Provided passage ::

"""

To clarify: Henke isn’t in the business of pretzel-making, but pretzel-seasoning. In the early days, that meant she would hit up multiple Big Lots and Menards on the days they received their shipments of her favorite butter twists to restock her base ingredient. (Today, the Indiana-based pretzel maker supplies Dot’s directly.)
Dot’s employees coat the pretzels in oil and a seasoning blend, bake, cool and repackage them, Henke said. But she’s coy about describing Dot’s flavor.
“It’s whatever your taste buds are,” she said. “I’ve heard it’s a cheese, it’s a barbecue, I’ve heard so many different things. It’s amazing what people come up with. But for me to tell the recipe — no way!”
The synergistic savory flavor is hard to describe. Even the pretzel podcasters admitted defeat: “If you try to explain it, it loses something; it’s like what makes a joke funny,” one said.
Not that many haven’t tried.
Utah-based vlogger CompletelyKarin posted a glowing YouTube review of Dot’s, waxing perhaps less than poetically: “It has this delicious, like, buttery, Parmesan kind of garlicky flavor that just envelops the whole thing and then when you eat it, it kind of ends with this delicious spice.”
Oklahoma-based vlogger the Beer Review Guy didn’t do much better as he lifted a bowl of Dots to his nose, swirled it like a wine glass, and sniffed. “There’s a big, buttery aroma, a little bit of roasty aroma, and yeastiness,” he noted.

"""

Exercise set ::
1. According to the Dot's pretzels article, where does Henke get her pretzels today?
2. Please copy the Dot's pretzels article from the words "Dot’s employees coat" through the words "describing Dot’s flavor.", replacing "oil" with "butter".

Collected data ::
"""

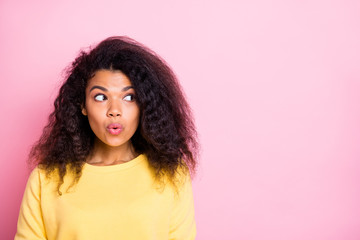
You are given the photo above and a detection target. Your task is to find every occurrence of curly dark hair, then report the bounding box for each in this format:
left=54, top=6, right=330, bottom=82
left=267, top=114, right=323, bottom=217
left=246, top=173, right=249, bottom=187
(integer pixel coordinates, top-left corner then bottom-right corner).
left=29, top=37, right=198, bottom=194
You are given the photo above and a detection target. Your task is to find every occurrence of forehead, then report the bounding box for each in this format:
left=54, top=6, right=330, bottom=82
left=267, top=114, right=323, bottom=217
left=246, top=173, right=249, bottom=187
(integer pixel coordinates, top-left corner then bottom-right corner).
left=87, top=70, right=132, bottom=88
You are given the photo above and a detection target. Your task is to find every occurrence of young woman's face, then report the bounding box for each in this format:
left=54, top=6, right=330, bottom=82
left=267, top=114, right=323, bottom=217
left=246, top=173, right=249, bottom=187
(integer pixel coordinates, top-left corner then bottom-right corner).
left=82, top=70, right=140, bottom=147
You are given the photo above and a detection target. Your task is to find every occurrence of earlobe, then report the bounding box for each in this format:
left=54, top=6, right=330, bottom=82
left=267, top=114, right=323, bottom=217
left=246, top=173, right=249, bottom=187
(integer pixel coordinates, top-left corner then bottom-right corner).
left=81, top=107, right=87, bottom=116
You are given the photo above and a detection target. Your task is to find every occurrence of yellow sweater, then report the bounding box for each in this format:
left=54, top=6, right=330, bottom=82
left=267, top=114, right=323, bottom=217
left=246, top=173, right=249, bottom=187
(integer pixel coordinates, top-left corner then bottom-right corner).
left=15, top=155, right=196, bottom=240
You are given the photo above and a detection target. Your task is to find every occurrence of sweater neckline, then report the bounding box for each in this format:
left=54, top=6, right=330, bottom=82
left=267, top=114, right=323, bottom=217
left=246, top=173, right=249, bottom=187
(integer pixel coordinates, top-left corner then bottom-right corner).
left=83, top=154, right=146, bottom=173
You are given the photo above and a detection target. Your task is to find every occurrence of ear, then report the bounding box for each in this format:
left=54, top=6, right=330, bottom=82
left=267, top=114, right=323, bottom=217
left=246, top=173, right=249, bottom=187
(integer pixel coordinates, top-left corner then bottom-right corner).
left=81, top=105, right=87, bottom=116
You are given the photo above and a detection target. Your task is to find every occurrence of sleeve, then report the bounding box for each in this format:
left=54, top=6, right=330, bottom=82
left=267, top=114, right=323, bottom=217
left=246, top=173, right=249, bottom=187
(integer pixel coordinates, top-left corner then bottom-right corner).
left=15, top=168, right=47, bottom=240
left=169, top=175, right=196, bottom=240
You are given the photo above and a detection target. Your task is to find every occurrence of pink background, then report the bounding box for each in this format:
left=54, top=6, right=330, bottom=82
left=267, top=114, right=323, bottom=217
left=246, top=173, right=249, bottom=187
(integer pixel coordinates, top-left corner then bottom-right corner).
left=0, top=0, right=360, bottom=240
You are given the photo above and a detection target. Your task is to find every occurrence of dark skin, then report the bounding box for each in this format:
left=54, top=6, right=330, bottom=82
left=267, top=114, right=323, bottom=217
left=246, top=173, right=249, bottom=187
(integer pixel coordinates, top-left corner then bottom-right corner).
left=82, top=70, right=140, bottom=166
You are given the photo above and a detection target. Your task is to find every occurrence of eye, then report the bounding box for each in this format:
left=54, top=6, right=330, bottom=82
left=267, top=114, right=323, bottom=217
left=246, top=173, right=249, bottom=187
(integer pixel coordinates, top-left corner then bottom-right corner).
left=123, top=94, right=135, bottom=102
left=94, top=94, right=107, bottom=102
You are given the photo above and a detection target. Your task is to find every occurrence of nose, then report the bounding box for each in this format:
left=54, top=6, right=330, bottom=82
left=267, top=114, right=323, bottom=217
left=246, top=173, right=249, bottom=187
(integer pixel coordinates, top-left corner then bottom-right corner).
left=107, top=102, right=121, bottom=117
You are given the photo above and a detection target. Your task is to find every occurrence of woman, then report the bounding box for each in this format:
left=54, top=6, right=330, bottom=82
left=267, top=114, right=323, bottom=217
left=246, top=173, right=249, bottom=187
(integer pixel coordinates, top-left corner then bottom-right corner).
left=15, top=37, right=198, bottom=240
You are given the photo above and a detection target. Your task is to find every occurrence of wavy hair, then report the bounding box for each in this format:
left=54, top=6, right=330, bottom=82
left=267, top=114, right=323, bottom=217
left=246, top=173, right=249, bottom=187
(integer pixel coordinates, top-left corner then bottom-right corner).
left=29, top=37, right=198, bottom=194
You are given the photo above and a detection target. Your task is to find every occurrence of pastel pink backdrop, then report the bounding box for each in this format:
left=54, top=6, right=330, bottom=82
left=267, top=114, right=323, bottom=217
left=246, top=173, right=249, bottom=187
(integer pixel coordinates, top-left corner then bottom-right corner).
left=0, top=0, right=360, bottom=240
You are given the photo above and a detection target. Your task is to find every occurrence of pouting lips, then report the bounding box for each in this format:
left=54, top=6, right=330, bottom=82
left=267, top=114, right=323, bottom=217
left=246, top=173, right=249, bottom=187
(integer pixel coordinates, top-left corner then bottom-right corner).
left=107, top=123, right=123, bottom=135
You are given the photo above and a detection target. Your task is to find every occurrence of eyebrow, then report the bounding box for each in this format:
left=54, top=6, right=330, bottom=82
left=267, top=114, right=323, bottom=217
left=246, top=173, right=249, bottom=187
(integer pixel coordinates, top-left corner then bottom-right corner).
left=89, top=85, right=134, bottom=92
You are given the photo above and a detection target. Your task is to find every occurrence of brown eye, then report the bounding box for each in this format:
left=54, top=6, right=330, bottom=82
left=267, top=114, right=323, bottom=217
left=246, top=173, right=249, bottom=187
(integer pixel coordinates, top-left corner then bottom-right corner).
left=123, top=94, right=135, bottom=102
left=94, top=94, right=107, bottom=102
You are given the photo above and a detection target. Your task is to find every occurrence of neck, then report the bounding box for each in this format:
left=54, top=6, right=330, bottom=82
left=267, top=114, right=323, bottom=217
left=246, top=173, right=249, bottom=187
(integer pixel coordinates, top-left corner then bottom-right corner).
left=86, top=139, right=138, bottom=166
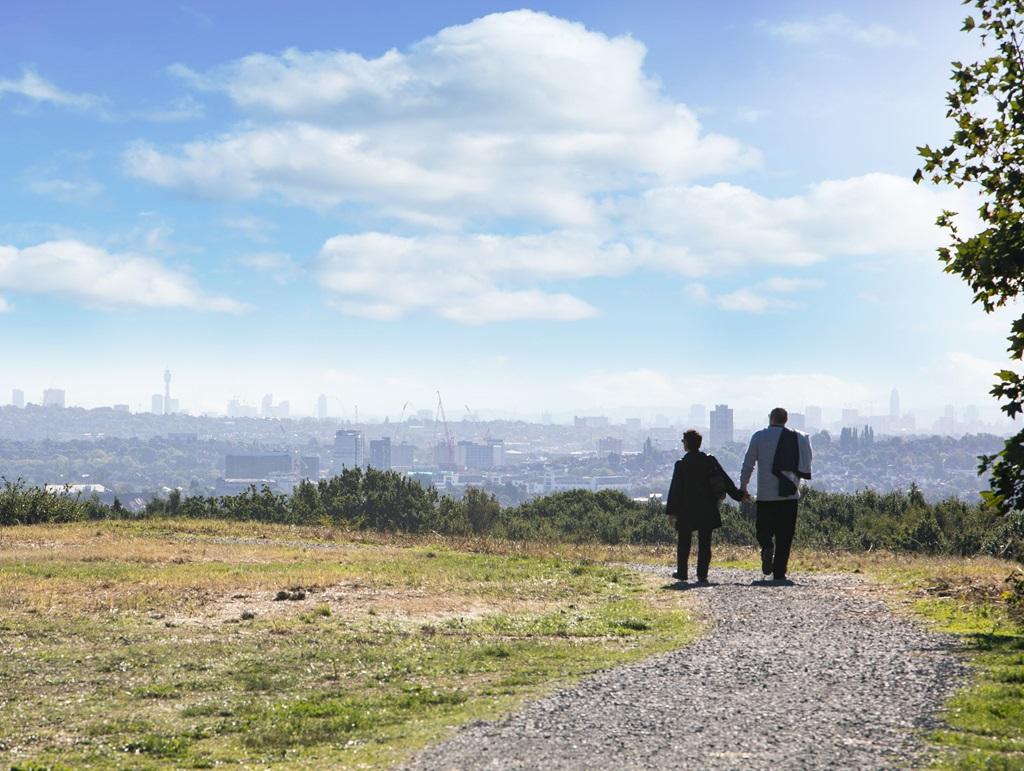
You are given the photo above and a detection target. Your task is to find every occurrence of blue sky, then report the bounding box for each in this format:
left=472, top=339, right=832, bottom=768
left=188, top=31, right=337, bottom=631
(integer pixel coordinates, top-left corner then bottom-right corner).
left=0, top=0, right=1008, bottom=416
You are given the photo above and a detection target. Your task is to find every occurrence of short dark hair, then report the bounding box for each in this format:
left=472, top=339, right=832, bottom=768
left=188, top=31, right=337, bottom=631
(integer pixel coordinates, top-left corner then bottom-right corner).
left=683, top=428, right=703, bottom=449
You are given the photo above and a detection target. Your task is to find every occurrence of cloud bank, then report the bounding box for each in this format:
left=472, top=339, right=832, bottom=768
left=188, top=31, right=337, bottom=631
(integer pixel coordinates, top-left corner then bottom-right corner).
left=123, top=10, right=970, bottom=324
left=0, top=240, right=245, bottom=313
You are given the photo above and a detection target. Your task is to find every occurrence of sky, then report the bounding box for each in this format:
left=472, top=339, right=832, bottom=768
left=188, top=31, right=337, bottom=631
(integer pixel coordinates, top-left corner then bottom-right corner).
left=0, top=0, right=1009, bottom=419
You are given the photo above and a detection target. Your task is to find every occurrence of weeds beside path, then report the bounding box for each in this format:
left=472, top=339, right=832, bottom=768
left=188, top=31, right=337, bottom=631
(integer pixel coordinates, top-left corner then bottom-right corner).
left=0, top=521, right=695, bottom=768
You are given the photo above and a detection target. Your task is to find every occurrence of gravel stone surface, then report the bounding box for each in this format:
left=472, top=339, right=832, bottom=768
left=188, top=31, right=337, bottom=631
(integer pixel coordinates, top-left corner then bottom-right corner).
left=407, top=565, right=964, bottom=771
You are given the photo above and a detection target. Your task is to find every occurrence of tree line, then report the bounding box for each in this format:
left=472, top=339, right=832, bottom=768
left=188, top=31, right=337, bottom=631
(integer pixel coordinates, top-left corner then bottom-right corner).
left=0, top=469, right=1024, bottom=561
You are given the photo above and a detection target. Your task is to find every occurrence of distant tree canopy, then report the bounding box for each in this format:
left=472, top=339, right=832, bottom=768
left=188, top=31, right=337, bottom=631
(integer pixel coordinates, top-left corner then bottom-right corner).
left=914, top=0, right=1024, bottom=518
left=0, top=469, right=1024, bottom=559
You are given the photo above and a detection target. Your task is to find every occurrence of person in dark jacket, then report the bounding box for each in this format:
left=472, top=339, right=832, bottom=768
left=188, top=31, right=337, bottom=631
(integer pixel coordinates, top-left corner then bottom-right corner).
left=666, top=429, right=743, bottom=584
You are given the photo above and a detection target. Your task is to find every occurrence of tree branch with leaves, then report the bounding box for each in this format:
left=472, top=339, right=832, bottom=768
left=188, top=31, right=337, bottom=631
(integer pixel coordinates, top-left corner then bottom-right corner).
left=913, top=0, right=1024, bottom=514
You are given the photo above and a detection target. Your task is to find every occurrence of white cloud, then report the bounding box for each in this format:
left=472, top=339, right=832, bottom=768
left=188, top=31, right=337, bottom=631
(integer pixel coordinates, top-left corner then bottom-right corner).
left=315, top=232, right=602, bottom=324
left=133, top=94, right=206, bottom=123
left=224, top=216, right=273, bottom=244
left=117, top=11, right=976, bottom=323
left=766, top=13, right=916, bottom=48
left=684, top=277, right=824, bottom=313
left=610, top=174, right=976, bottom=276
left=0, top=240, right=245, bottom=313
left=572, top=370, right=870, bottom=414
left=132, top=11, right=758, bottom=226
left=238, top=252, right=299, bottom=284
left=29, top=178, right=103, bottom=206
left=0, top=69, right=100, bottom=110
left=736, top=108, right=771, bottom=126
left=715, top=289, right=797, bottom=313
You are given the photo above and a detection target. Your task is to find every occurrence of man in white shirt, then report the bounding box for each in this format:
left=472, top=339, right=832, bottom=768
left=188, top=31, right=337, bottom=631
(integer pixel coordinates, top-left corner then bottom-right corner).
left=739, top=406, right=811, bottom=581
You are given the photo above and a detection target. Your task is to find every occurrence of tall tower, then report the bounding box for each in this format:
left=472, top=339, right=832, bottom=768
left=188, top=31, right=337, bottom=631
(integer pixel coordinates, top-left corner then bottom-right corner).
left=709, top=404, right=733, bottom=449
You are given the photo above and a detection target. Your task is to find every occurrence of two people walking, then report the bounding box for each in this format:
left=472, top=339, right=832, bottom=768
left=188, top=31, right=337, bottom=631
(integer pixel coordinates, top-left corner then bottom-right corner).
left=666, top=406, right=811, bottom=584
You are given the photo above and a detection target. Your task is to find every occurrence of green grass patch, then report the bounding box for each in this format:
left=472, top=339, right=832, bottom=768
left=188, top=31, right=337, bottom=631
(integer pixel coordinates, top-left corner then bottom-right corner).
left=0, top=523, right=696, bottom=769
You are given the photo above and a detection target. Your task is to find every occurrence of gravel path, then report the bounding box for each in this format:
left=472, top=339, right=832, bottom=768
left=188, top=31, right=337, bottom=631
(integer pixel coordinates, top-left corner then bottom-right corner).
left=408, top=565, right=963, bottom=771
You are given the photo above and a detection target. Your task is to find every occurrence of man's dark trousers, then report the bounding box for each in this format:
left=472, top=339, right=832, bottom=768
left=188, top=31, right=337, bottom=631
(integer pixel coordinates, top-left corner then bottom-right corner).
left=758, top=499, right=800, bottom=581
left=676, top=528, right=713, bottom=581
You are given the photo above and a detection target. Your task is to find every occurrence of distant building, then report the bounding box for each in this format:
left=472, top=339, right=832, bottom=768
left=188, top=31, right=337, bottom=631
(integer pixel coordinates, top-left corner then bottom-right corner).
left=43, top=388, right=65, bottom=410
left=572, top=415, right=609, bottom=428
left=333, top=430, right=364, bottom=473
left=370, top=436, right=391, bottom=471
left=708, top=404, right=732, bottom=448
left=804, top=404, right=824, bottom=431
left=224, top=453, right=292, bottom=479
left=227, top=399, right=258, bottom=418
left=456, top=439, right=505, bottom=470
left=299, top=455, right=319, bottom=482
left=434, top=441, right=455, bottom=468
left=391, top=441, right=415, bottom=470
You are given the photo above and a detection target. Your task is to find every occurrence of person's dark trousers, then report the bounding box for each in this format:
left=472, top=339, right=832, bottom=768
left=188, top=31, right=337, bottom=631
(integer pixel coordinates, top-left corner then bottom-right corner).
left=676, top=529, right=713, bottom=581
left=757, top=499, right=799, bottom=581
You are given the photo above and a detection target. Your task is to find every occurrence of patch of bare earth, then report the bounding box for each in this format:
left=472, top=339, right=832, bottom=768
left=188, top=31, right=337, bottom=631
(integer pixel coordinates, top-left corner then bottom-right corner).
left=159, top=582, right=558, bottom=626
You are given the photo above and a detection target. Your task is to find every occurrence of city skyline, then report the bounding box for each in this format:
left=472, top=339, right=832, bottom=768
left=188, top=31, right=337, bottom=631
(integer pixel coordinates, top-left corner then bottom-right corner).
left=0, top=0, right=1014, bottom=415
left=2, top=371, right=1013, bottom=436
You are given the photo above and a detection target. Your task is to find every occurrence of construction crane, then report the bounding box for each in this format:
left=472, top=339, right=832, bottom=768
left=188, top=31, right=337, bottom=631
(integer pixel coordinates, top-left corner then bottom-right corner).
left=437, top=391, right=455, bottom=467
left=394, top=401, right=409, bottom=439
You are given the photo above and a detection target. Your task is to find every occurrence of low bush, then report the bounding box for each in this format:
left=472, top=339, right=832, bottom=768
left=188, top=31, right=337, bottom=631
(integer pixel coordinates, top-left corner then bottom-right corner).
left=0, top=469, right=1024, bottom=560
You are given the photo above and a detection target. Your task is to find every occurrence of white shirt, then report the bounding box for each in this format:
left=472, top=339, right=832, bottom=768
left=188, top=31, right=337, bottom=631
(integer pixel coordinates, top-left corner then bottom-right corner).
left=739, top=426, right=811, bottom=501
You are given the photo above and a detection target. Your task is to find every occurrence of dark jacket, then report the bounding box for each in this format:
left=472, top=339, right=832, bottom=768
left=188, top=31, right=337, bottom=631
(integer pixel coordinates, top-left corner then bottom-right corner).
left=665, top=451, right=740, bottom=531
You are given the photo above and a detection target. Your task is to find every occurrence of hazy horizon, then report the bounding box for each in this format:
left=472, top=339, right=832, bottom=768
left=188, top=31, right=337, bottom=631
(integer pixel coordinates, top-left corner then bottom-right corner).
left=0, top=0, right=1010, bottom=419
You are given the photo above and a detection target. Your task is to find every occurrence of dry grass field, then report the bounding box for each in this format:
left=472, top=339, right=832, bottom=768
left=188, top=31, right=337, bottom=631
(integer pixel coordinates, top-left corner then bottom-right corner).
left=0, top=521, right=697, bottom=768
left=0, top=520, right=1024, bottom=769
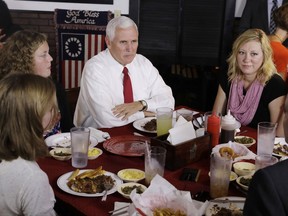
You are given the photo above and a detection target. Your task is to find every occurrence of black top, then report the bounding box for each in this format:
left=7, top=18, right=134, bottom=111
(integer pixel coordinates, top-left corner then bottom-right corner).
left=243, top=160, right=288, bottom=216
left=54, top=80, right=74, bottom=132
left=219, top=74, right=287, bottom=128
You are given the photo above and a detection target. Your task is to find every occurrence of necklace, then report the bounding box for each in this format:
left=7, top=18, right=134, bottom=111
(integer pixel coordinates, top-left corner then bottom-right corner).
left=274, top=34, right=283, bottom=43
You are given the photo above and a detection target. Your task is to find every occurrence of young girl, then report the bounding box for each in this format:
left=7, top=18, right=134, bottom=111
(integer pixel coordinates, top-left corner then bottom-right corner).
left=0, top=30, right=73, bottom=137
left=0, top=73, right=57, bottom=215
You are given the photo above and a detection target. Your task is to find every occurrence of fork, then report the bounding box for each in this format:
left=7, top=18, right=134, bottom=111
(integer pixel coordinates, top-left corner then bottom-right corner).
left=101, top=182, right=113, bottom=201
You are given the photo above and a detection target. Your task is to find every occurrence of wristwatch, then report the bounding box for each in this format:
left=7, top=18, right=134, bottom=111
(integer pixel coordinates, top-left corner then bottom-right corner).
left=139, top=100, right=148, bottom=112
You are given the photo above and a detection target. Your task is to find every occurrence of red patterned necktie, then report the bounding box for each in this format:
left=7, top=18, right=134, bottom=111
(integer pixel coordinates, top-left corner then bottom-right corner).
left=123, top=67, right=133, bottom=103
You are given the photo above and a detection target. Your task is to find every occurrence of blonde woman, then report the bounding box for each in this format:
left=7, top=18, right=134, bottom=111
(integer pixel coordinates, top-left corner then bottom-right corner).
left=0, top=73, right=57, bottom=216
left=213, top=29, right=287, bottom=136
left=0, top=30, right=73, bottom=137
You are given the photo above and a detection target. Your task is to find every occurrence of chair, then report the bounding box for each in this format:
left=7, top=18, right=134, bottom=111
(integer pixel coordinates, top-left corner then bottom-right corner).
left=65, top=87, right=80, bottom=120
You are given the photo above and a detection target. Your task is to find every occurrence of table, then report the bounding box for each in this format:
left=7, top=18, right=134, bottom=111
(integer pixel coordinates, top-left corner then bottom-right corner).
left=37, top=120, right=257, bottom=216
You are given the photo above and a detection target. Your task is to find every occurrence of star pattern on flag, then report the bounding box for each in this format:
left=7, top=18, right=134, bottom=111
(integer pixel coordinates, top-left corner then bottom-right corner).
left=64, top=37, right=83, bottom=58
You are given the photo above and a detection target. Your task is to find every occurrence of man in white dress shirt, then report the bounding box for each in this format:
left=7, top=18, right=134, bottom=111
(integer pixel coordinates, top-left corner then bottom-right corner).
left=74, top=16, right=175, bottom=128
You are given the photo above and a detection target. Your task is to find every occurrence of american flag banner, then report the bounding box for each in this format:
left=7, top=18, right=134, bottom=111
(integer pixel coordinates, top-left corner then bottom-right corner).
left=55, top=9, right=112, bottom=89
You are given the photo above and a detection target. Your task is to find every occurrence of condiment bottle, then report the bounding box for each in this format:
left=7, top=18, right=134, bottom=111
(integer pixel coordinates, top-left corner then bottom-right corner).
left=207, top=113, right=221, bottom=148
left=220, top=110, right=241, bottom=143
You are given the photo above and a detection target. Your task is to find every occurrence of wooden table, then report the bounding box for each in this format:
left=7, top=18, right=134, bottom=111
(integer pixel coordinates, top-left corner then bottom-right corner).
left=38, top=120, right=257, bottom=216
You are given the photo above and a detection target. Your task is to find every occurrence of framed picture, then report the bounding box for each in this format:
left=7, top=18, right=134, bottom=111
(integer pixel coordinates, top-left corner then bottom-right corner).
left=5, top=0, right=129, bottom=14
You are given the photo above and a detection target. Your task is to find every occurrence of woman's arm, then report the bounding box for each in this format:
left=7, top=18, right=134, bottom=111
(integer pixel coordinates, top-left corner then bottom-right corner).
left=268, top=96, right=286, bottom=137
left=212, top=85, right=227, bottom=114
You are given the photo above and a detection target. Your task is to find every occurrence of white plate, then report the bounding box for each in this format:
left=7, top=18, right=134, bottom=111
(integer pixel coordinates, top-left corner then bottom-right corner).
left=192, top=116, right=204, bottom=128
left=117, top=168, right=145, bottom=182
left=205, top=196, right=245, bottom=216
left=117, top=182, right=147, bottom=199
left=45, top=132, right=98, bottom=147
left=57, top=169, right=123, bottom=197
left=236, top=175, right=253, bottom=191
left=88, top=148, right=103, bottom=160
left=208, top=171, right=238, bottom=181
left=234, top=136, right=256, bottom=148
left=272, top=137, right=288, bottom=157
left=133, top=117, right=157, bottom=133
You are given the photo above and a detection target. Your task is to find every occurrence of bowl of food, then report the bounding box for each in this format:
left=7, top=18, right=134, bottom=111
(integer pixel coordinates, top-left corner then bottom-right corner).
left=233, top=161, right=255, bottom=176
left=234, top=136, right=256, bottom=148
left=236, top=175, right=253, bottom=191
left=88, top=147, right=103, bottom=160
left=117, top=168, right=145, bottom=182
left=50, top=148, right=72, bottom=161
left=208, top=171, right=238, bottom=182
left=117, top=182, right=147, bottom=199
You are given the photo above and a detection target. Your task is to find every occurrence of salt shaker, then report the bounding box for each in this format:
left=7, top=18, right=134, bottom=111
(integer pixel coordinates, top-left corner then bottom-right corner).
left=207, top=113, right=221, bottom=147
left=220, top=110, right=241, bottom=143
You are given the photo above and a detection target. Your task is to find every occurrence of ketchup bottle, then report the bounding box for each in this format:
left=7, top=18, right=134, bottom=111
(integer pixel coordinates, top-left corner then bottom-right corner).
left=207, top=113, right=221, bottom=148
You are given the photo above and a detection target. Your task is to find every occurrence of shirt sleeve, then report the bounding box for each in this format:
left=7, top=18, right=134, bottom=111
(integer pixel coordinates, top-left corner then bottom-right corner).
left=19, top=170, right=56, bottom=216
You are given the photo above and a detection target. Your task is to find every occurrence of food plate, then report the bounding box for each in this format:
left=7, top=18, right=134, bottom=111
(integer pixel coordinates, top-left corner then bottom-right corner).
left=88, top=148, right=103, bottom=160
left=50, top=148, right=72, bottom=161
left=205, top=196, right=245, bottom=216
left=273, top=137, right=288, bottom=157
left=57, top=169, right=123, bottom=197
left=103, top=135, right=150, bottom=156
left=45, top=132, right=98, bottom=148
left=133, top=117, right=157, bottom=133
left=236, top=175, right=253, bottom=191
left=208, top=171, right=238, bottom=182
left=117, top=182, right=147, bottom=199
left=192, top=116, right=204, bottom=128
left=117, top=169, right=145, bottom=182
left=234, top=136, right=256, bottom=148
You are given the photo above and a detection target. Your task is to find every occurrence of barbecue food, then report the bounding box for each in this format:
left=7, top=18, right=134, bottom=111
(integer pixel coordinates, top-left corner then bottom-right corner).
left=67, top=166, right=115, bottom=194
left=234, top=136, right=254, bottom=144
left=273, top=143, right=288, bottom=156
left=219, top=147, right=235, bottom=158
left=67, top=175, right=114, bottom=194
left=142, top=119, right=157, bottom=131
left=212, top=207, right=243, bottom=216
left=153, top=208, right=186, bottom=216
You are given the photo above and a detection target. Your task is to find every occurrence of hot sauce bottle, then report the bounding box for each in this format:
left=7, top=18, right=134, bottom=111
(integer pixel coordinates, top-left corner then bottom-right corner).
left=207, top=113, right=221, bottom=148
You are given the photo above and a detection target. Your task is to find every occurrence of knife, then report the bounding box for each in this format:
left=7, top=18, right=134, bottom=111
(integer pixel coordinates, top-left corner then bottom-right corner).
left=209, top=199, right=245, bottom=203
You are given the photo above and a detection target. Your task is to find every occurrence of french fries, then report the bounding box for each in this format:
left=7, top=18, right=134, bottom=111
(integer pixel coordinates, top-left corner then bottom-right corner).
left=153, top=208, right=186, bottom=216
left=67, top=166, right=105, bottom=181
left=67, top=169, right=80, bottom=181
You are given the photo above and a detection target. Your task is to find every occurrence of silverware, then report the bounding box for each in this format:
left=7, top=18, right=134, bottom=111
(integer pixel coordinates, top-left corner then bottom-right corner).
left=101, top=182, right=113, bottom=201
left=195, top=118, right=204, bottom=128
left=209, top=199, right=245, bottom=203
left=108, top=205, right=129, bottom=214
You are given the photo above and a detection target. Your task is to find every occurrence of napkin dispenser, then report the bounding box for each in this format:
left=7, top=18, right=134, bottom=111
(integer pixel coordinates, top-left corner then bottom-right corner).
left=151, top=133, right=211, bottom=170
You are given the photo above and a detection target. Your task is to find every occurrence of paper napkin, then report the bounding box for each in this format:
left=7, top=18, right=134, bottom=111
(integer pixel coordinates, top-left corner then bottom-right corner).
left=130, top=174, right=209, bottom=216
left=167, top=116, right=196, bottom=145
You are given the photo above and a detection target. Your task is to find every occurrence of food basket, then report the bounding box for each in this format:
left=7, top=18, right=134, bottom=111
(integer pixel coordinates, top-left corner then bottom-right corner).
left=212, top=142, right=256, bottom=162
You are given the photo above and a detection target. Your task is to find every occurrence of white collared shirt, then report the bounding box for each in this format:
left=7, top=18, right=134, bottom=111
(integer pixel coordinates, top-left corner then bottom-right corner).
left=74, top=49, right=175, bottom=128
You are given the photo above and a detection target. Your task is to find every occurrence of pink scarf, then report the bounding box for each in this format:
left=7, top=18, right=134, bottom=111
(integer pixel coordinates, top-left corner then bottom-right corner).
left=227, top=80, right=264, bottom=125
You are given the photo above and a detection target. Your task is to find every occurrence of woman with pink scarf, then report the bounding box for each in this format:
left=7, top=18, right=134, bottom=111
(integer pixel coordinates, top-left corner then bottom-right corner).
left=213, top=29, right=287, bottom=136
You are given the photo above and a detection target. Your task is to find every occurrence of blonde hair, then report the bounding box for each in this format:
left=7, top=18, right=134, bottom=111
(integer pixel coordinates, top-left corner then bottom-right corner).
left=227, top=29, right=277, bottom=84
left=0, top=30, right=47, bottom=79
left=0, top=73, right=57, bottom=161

"""

Exercise answers ::
1. Directly from an Indiana-based pretzel maker.

2.
Dot’s employees coat the pretzels in butter and a seasoning blend, bake, cool and repackage them, Henke said. But she’s coy about describing Dot’s flavor.